**Recorded information:**

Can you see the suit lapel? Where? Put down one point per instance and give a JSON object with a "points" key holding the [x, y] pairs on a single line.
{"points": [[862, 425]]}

==

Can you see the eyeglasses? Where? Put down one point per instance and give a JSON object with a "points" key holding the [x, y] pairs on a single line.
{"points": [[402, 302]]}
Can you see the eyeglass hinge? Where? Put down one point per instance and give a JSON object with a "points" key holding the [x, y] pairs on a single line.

**Task to complete:**
Output the entries verbatim, from the line with "Can you see the eyeglasses?" up to and including the line with "Can you see the eyeglass hinge?".

**Final result:**
Can you see the eyeglasses? Where? Put down one point per instance and give a JSON object with a "points" key holding the [x, y] pairs on a single line.
{"points": [[402, 302]]}
Can you see the eyeglass hinge? Where? Put down one point per instance and give a JSON object with a "points" key holding the [x, y] pairs on a single line.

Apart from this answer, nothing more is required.